*Exercise description*: Could you revise the records below so that every "concrete pavement" reads "asphalt road", keep all other wording unchanged, and leave out the pictures?

*Data for processing*:
====
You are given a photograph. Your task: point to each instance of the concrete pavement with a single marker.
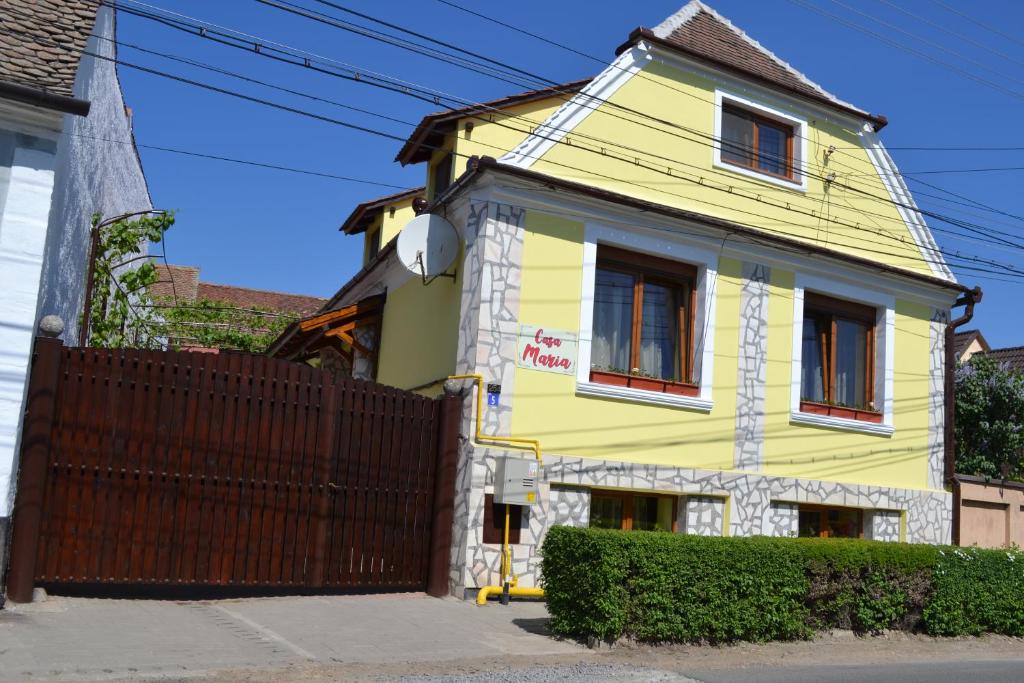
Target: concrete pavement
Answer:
(90, 639)
(413, 638)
====
*Response to this task*:
You are given a photograph. Your task: point to each instance of the asphalt road with a single marker.
Target: asphalt road
Answer:
(90, 639)
(413, 638)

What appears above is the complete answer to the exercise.